С конца 1924 года он снова жил в Париже, время от времени наезжая в Россию за новыми впечатлениями (1924, 1926, 1932). У него выработалась журналистская хватка — приезжал, жадно впитывал новое, затем в парижских кафе писал очередные романы. Их было немало — это западный стиль: Эренбург работал интенсивно, выпускал роман, потом расслаблялся, путешествовал, потом снова работал. Его романы и эссеистика издавались в Москве и за границей, переводы тоже приносили какие-то деньги, жить было можно. Обрушилось все разом — экономический кризис потряс Запад, а в Москве шаг за шагом формировалась сталинская диктатура, делая идеологическую цензуру тотальной. Одновременно в Германии к власти шли нацисты — Эренбург это видел своими глазами и понимал, что сие означает.
Идеальная модель, которую он построил для себя в 1921 году, — жить в Париже с советским паспортом, свободно писать об изъянах Запада и по возможности правдиво об интересном в Советской России; печататься в СССР, где читательская аудитория огромна и наиболее привлекательна, но и на Западе (в переводах), где интерес к российскому феномену обеспечен, — эта не свободная от известной дозы цинизма модель начала давать сбои с самого начала, но тогда идеологические проблемы преодолевались с помощью влиятельных друзей (так, предисловие Бухарина открыло дорогу для «Хулио Хуренито»). Однако чем дальше, тем все труднее было этого добиваться[104]: ортодоксальная «критика» провозгласила Эренбурга необуржуазным писателем, потому два года шла борьба за публикацию «Рвача» (1925); повесть «В проточном переулке» (1926) цензура искромсала, роман «Бурная жизнь Лазика Ройтшванеца» (1927) издать на родине автора вообще не удалось — в итоге он стал его последним сатирическим романом на российском материале. Эренбург искал выход и проявлял немалую гибкость — он находил новые сюжеты и новые жанры: исторический роман о Великой французской революции «Заговор равных» (1928) — разумеется, с очевидными аллюзиями; книги об «акулах» капиталистического мира «Хроника наших дней» (с 1929), книга путевых очерков «Виза времени» (1930), антология высказываний о Франции и России «Мы и они» (1931, совместно с О. Савичем) и т. д. Но и эти вещи пробивались к советскому читателю с трудом, выходили изувеченными или попросту запрещались. Советский цензурный пресс становился невыносимым, а кризис на Западе лишал иного заработка. Чтобы преодолеть советскую цензуру, надо было резко изменить репутацию, а для этого — написать советский роман…
В условиях, когда положение в СССР ужесточалось, а в центре Европы зрел фашизм, Эренбург принял очень трудное и ответственное решение: он присягнул сталинскому режиму…
Не вдаваясь в подробности, перечислим основные события его жизни последующих лет.

# # #

#### [Упражнения]
a - Какой фрагмент текста об Эренбурге находится между словами «С конца 1924» и «что сие означает.» включительно? Верните его дословно.
b - Продолжите текст об Эренбурге, начав сразу после его последнего предложения.
Приведённые далее данные с этим текстом никак не связаны.

#### [Фрагменты данных]
# # #

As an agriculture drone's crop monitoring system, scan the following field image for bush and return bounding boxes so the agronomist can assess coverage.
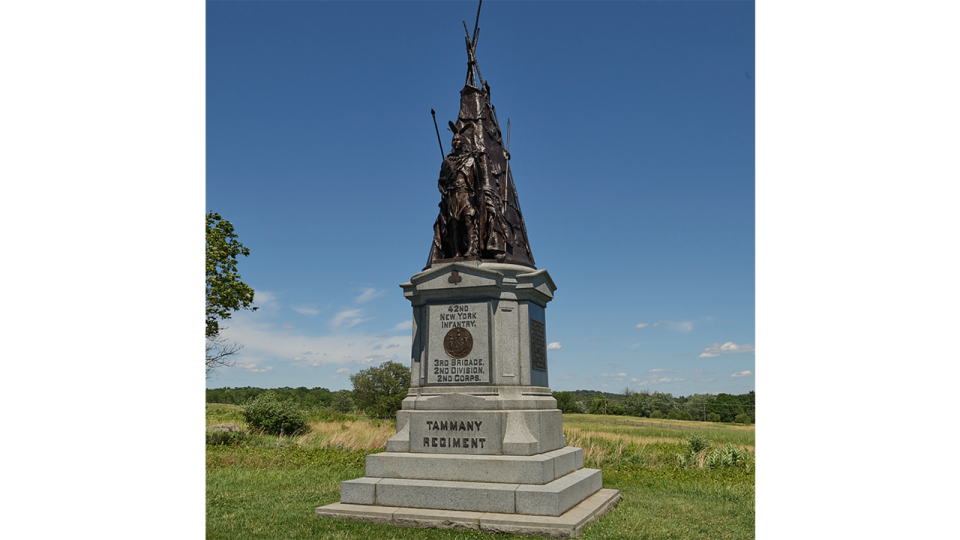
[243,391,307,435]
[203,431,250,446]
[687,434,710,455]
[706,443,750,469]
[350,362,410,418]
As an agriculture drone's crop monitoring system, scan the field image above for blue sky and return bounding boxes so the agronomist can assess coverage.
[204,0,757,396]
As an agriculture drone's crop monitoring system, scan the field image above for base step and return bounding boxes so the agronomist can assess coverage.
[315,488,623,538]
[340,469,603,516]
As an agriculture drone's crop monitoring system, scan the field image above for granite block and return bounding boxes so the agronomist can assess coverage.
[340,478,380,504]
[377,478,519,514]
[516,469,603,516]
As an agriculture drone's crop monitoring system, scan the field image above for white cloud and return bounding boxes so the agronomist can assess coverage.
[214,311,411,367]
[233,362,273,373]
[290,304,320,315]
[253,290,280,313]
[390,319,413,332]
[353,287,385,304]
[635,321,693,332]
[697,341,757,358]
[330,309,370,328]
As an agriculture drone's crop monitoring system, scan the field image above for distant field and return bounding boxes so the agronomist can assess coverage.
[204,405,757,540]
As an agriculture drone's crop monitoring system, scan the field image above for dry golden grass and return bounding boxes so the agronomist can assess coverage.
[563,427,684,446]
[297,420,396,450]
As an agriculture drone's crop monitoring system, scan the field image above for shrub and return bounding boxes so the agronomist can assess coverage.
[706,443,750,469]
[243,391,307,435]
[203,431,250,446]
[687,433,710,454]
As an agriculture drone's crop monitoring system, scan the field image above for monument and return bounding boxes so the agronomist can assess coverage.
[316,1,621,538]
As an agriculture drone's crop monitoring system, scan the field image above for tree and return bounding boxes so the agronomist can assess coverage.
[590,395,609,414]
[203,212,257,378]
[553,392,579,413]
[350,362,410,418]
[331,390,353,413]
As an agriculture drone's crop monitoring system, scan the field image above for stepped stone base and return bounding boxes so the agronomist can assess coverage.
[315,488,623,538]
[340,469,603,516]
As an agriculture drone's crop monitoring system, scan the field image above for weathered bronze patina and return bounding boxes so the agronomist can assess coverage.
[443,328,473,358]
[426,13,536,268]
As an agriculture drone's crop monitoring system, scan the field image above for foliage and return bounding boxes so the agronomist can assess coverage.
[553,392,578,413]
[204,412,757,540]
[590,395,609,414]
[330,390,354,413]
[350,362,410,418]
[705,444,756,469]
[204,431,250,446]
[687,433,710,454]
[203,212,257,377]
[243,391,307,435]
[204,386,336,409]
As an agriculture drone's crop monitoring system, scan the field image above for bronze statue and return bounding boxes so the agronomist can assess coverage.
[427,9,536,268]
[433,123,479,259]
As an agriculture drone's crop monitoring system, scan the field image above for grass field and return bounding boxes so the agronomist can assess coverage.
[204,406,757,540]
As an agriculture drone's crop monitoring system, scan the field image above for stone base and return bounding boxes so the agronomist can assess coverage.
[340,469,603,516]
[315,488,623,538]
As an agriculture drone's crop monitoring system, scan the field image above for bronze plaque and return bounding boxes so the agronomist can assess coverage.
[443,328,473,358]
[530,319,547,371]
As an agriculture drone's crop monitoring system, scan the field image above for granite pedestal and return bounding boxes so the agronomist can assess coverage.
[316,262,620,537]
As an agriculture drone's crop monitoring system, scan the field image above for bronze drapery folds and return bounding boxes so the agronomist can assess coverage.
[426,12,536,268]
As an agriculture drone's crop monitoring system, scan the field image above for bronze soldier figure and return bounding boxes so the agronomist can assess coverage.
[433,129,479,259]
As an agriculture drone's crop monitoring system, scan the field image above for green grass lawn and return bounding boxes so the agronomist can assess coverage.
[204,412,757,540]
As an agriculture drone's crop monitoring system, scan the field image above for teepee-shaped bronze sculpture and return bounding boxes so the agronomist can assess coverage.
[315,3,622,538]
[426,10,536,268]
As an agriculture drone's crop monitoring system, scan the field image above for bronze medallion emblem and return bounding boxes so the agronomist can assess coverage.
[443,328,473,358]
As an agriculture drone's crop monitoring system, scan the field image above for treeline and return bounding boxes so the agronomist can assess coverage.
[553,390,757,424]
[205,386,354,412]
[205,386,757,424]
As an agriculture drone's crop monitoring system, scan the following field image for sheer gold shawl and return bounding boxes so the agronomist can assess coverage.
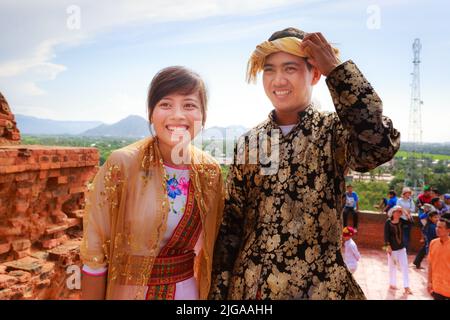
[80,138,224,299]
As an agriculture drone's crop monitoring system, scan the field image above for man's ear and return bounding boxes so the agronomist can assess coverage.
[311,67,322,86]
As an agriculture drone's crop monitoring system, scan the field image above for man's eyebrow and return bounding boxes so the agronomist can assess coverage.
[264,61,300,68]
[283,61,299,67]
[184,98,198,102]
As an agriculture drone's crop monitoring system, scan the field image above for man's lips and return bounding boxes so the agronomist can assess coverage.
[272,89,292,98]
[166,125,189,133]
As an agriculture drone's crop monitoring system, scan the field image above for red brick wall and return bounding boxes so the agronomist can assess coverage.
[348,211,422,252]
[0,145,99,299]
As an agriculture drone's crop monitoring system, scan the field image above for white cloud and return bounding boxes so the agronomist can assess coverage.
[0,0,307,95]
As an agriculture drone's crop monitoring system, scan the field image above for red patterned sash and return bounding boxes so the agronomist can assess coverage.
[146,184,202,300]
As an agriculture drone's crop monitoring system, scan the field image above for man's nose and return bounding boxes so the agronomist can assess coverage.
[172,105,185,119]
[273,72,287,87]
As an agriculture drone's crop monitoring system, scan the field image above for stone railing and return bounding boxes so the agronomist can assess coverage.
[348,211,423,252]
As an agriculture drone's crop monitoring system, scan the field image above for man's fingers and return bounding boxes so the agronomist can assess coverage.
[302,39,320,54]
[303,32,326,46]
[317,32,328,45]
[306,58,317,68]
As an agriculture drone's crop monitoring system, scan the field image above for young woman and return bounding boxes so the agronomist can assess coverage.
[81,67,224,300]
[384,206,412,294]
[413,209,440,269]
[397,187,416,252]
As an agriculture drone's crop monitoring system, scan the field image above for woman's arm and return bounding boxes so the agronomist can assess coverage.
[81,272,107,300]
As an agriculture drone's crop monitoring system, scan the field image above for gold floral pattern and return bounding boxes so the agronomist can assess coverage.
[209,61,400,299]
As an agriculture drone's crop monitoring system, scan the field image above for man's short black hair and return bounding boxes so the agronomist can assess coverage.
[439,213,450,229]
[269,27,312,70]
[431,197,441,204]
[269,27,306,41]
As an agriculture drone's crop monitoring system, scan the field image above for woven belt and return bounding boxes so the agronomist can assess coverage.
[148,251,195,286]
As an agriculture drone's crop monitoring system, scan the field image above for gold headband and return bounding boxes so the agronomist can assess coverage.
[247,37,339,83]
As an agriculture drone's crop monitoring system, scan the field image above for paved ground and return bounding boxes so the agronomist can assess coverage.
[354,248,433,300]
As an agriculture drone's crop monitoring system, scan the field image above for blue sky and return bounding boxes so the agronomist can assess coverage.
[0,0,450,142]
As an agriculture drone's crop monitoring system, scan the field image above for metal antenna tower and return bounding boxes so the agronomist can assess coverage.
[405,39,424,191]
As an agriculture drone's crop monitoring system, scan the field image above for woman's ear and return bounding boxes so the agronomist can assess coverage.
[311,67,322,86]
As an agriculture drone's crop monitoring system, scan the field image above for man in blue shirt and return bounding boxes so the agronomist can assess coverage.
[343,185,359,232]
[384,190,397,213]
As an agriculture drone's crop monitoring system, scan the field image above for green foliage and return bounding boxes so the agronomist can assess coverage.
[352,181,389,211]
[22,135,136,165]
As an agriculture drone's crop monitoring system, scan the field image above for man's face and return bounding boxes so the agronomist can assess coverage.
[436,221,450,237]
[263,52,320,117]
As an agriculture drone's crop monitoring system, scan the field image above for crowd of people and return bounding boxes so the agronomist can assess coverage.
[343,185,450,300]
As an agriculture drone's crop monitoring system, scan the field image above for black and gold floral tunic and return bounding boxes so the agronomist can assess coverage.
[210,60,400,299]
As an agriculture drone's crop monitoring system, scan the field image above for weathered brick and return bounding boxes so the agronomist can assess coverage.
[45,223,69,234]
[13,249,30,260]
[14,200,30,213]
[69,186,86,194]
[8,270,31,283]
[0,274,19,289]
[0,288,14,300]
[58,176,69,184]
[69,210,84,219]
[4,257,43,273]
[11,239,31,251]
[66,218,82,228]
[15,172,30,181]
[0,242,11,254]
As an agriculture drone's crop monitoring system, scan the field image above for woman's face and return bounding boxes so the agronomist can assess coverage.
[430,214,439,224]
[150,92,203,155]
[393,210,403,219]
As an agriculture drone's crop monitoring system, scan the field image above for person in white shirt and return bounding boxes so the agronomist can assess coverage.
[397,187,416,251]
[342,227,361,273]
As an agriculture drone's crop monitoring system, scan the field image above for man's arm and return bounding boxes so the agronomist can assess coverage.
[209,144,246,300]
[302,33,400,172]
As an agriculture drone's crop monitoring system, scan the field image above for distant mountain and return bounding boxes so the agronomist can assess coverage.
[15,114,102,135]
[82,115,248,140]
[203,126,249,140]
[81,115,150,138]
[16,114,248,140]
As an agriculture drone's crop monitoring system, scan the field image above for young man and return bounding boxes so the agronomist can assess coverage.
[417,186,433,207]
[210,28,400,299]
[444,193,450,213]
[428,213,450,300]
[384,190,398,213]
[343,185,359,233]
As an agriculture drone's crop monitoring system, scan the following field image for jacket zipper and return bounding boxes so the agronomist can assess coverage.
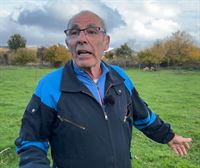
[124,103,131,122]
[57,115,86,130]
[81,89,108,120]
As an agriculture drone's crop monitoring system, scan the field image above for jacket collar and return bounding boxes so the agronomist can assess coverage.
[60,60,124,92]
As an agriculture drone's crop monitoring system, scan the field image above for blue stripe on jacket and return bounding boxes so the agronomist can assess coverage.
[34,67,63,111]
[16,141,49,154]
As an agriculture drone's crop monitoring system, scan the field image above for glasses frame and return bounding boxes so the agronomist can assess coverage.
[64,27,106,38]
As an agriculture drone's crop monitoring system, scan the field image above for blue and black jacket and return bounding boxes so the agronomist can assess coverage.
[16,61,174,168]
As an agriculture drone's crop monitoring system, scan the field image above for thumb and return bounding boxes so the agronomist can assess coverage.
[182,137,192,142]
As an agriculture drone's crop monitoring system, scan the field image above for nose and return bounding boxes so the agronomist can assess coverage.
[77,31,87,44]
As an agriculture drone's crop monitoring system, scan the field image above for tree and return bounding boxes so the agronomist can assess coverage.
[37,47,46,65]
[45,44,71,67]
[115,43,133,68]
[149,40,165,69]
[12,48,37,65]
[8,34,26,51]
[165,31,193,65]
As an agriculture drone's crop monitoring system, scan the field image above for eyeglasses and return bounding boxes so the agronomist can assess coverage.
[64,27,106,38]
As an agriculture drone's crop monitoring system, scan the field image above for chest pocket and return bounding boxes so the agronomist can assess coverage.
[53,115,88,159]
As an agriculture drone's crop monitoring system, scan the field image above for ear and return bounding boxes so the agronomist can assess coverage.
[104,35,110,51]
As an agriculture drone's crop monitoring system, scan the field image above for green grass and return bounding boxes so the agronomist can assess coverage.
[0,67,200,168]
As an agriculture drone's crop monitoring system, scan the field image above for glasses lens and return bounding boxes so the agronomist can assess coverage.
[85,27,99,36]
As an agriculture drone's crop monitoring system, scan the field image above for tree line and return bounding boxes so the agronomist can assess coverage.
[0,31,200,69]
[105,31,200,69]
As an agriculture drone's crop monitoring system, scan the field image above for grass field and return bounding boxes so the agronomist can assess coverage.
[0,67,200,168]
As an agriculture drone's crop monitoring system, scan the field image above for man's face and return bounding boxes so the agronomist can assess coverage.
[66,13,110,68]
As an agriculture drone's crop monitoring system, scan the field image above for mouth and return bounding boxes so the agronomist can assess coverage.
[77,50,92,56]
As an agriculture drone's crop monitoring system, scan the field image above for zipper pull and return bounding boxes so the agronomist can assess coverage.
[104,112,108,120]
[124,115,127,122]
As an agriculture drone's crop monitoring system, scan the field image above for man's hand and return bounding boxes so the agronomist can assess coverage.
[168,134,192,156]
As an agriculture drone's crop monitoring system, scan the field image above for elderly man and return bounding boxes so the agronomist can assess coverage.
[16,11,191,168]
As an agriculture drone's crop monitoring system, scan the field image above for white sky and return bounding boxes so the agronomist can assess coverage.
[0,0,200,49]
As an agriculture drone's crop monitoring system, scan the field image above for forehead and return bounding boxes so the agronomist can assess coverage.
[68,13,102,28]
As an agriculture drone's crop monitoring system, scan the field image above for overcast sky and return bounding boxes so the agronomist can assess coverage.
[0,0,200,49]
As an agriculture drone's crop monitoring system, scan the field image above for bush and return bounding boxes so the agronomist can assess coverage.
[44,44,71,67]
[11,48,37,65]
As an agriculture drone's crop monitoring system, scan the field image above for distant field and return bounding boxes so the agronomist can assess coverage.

# # #

#### [Решённые задания]
a -
С конца 1924 года он снова жил в Париже, время от времени наезжая в Россию за новыми впечатлениями (1924, 1926, 1932). У него выработалась журналистская хватка — приезжал, жадно впитывал новое, затем в парижских кафе писал очередные романы. Их было немало — это западный стиль: Эренбург работал интенсивно, выпускал роман, потом расслаблялся, путешествовал, потом снова работал. Его романы и эссеистика издавались в Москве и за границей, переводы тоже приносили какие-то деньги, жить было можно. Обрушилось все разом — экономический кризис потряс Запад, а в Москве шаг за шагом формировалась сталинская диктатура, делая идеологическую цензуру тотальной. Одновременно в Германии к власти шли нацисты — Эренбург это видел своими глазами и понимал, что сие означает.

b -
Летом 1932 года Эренбург совершает поездку на стройки первой пятилетки (Урал и Кузбасс), которая дает ему обширный материал для романа. По возвращении в Париж он пишет свою первую советскую книгу «День второй». В результате долгой и едва ли не драматической истории в 1934 году она выходит в Москве.
В 1934 году — участие в I съезде советских писателей, избрание в Президиум правления Союза советских писателей.
В 1935 году — участие в организации и работе Парижского международного антифашистского конгресса писателей.
С 1936 года — участие в Гражданской войне в Испании.
Новая присяга и перечисленные события не пробудили его поэтическую музу, отнюдь. 4 апреля 1933 года Марина Цветаева писала Ю. П. Иваску: «Эренбург мне не только не „ближе“, но никогда, ни одной секунды не ощущала его поэтом. Эренбург — подпадение под всех, бесхребтовость. Кроме того: ЦИНИК НЕ МОЖЕТ БЫТЬ ПОЭТОМ»[105]. Оставим в стороне причину такой запальчивости (в ней много личного), неточность диагноза и несоразмерность этого приговора реальности, но неслучайность того, что в 1924–1937 годах Эренбург не мог писать стихи (не рифмовать), эти слова подтверждают. Отметим здесь к слову, что именно в ту пору формировалась «советская поэзия», и голоса Эренбурга в ней не звучало. Его лирическая муза спасительным для поэзии образом просыпалась лишь при значительном градусе сомнений, горечи, страданий… Летом 1941 года Марина Цветаева держала в руках надписанную ей эренбурговскую «Верность» и, может быть, успела это почувствовать.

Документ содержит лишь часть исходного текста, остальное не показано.